[Task instructions]
From the nutrition monitoring example below, return everything from "- The senior" down to "quality assurance minutes.", copied verbatim.

[Excerpt to read]
Operational example 3: Closing an action on inconsistent nutrition monitoring
Baseline issue: nutrition records were incomplete for people at risk of weight loss, and escalation was inconsistent. The measurable improvement is 95% complete monitoring and timely escalation within eight weeks, evidenced through care records, audits, feedback and staff practice.
- The clinical or care lead reviews nutrition records for people at risk, identifies missing food, fluid or weight entries, and records the baseline on the nutrition improvement tracker.
- The key worker updates each person’s nutrition care plan, confirms monitoring requirements and preferences, and records the revised guidance in the care plan and handover notes.
- The senior carer checks daily monitoring records, confirms whether entries are complete, and records gaps or escalation decisions in the daily management log.
- The registered manager reviews weekly nutrition trends, checks whether concerns were escalated to relevant professionals, and records findings in the clinical governance audit.
- The provider lead reviews audit results, feedback and care outcomes before closure, and records the final decision in the monthly quality assurance minutes.
What can go wrong is that monitoring improves briefly but drops once attention reduces. Early warning signs include missing entries, unexplained weight change and staff confusion about escalation thresholds. The registered manager escalates by extending monitoring, increasing daily checks and refreshing handover prompts.
Nutrition records, care plans, escalation logs and feedback are audited weekly during recovery. The provider lead reviews closure evidence monthly. Action is triggered by incomplete monitoring, unexplained weight loss, delayed escalation or feedback showing concern about food and drink support.
Commissioner expectation
Commissioners expect improvement actions to close only when risk is controlled and outcomes are evidenced. They may ask how the provider knows the issue will not return once recovery scrutiny reduces.
This means closure evidence should show measurable improvement, not just completed tasks. Commissioners may review audit trends, staffing actions, complaints learning, safeguarding evidence or feedback from people and relatives.

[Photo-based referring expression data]

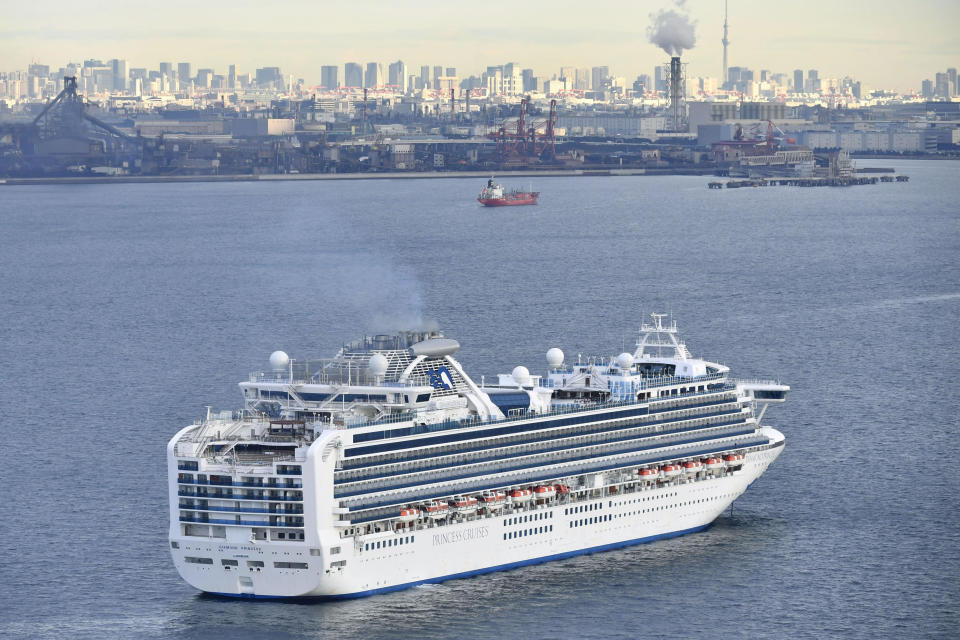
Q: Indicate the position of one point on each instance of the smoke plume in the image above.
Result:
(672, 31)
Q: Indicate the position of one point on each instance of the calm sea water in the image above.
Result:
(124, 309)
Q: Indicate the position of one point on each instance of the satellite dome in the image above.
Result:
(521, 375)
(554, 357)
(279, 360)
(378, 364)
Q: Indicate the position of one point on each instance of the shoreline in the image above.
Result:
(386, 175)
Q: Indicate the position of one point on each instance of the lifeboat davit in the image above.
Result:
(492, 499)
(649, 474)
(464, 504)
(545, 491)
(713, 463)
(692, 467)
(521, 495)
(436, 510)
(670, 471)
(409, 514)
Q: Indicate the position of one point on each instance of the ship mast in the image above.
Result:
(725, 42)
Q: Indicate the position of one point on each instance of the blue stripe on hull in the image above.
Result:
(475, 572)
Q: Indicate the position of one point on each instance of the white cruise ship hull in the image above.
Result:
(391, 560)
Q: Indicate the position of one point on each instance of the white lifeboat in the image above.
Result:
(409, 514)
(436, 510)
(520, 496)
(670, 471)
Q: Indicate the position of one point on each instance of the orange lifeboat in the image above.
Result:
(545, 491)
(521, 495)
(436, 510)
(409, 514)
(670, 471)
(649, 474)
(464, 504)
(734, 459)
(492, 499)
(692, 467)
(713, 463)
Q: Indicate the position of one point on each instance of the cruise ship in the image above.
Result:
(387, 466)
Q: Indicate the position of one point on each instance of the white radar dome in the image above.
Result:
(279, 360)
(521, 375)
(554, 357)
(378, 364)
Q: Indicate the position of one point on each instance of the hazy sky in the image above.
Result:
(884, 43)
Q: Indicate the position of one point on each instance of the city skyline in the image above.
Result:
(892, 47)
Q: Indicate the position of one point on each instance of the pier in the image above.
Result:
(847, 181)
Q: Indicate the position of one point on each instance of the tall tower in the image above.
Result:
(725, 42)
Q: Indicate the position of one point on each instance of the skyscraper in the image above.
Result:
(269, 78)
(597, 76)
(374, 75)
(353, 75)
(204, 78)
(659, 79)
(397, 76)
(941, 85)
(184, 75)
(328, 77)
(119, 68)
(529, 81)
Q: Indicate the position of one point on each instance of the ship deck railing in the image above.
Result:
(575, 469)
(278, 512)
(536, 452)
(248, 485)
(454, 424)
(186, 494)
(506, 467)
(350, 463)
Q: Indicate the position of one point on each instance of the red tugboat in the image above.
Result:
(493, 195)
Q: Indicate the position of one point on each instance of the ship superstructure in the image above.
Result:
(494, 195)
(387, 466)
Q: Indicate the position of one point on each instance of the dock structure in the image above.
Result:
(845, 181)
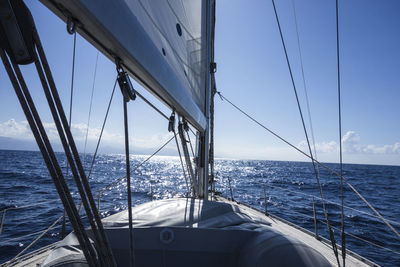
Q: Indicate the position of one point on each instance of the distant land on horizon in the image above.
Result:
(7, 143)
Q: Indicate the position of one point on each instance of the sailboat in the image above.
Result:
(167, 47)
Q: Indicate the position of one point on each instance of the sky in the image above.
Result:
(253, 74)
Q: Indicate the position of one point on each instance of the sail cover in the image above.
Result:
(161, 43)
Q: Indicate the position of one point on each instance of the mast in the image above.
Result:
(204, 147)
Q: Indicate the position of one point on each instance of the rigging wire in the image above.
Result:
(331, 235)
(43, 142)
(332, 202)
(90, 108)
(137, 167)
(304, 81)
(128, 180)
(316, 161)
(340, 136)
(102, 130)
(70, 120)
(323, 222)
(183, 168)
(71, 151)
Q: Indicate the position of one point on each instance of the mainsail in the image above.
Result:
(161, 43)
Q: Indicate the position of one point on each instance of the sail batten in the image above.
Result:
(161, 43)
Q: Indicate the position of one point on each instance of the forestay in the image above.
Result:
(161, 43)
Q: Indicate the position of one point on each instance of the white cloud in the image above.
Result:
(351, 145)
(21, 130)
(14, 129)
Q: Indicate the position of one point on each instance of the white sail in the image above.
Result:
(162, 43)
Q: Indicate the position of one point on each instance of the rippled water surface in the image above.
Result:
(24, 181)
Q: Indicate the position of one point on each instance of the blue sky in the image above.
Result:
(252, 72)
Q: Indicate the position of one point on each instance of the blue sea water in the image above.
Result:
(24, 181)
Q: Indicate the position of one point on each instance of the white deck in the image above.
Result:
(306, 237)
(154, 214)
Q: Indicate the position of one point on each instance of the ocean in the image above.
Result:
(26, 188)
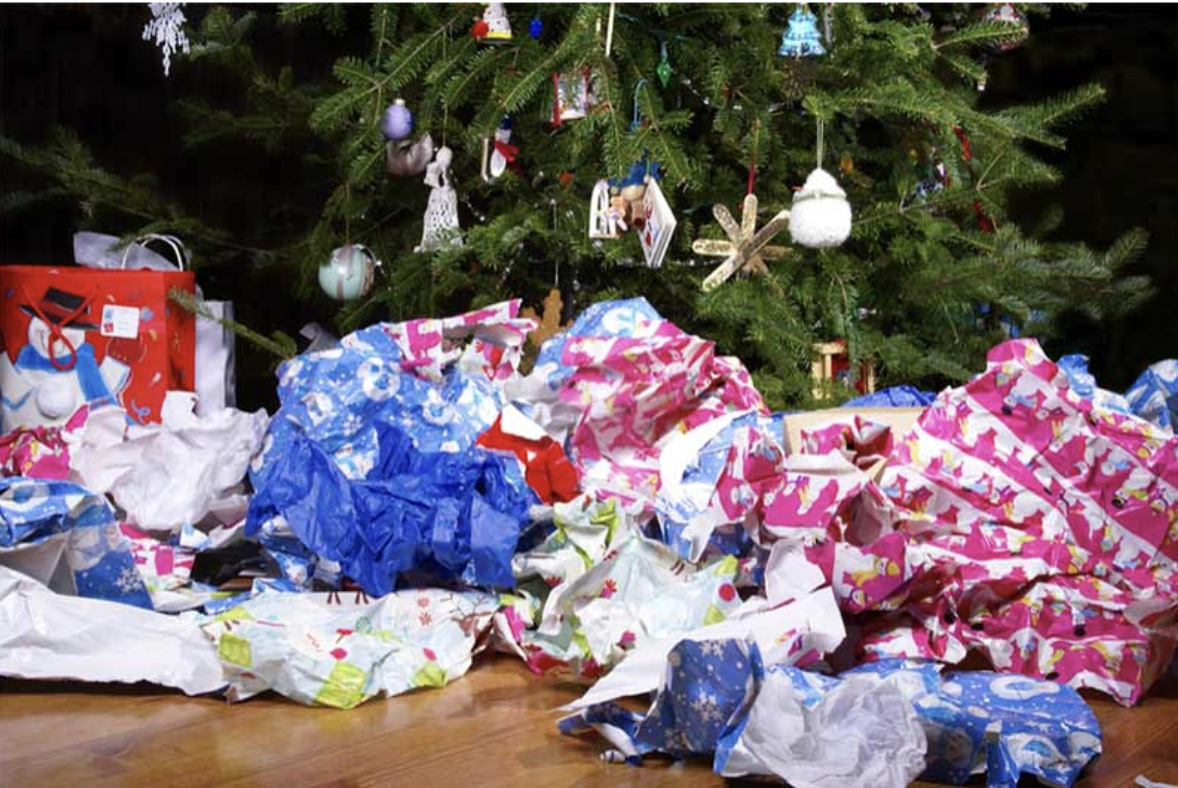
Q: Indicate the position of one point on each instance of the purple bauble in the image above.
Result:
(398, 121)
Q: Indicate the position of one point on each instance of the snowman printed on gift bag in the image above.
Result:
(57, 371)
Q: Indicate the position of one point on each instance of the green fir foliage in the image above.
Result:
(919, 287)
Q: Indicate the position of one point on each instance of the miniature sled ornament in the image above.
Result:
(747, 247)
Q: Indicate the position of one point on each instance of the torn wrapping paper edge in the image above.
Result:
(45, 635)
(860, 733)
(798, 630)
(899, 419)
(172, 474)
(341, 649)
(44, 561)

[Expected answer]
- The senior carer checks daily monitoring records, confirms whether entries are complete, and records gaps or escalation decisions in the daily management log.
- The registered manager reviews weekly nutrition trends, checks whether concerns were escalated to relevant professionals, and records findings in the clinical governance audit.
- The provider lead reviews audit results, feedback and care outcomes before closure, and records the final decision in the monthly quality assurance minutes.